=== SEZIONE DEL DOCUMENTO ===

L’osteopatia diventa corso di laurea: «Atteso da anni». «Ancora tanti dubbi»

Le reazioni Attivati due corsi, i professionisti locali: «Grande successo della sanità pubblica» - Più cauto l’ortopedico: «Favorevole solo per certe patologie, e ci sono implicazioni legali»

Un nuovo corso di laurea in Osteopatia, attivato per il momento solo a Firenze e Verona, ma che potrebbe aprire la strada a nuove prospettive per chi si avvicina a questa professione.

Sorridono gli osteopati comaschi di fronte alla novità, mentre gli ortopedici esprimono qualche perplessità a riguardo, facendo eco alle parole di Alberto Momoli, presidente della Siot (Società italiana di ortopedia e traumatologia), che invita a fare attenzione ai limiti della prevenzione e della cura, senza rischiare un’invasione di campo in altre professioni. Molto è ancora da capire: fino a ora, ad esempio, gli osteopati si sono formati attraverso scuole private, dunque potrebbe essere necessario farsi riconoscere il titolo.

===

*ESERCIZI DA SVOLGERE*:
a) Traduci in inglese questa frase del brano sull'osteopatia: «Molto è ancora da capire: fino a ora, ad esempio, gli osteopati si sono formati attraverso scuole private, dunque potrebbe essere necessario farsi riconoscere il titolo.»
b) Secondo il brano sull'osteopatia, in quali città è stato attivato per il momento il nuovo corso di laurea?

=== ESTRATTI DI DATI ===

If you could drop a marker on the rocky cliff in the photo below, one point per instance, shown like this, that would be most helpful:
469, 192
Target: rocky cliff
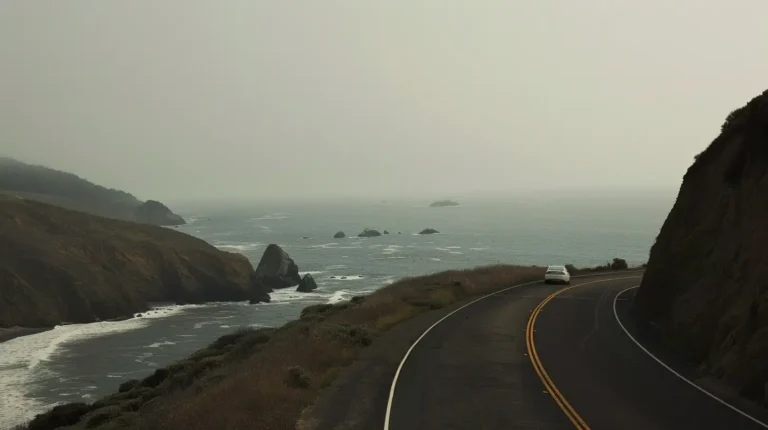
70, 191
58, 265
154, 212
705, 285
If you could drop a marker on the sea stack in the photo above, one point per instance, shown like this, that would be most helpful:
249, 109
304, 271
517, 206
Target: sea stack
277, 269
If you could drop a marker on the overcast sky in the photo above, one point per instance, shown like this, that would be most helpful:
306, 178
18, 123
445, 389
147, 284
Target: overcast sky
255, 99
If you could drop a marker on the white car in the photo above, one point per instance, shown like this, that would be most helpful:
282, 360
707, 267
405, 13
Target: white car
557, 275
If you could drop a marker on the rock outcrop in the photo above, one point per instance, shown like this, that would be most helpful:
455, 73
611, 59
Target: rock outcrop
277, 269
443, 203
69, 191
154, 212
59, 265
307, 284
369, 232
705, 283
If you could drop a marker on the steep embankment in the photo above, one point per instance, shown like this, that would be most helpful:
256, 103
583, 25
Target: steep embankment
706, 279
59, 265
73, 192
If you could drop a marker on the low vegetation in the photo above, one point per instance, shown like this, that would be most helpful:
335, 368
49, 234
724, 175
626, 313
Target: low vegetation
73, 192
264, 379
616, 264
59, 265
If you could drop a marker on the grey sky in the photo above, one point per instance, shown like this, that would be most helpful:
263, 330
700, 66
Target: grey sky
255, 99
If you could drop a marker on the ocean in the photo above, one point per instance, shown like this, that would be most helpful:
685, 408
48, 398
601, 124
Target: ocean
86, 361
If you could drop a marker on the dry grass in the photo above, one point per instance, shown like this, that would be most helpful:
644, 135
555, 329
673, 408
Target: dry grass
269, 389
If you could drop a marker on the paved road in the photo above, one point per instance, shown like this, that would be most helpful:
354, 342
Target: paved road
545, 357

===
=== ESTRATTI DI DATI ===

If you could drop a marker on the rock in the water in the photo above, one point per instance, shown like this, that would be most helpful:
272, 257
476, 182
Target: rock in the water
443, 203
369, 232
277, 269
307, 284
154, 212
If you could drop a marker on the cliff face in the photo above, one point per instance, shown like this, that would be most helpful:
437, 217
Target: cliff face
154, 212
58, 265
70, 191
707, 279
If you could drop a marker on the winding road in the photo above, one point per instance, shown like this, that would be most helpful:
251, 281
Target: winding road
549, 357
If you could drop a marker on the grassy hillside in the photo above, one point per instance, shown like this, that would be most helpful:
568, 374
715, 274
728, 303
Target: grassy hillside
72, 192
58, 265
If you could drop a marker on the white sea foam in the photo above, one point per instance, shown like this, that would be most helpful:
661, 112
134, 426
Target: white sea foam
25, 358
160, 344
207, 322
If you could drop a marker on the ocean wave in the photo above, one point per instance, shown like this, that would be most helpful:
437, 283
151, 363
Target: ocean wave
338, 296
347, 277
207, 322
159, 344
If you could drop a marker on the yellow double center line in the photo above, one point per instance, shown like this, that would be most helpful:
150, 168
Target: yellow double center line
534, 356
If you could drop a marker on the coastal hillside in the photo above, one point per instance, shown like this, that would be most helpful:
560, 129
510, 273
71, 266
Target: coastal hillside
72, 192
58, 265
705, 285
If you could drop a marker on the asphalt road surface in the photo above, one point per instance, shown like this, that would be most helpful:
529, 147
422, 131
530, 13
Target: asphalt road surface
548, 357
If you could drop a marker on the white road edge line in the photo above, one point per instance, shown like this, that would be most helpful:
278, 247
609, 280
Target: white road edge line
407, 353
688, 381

===

*SOLUZIONI DEGLI ESERCIZI*:
a) Much is still to be understood: until now, for example, osteopaths have trained through private schools, so it may be necessary to have their qualification recognized.

b) A Firenze e Verona.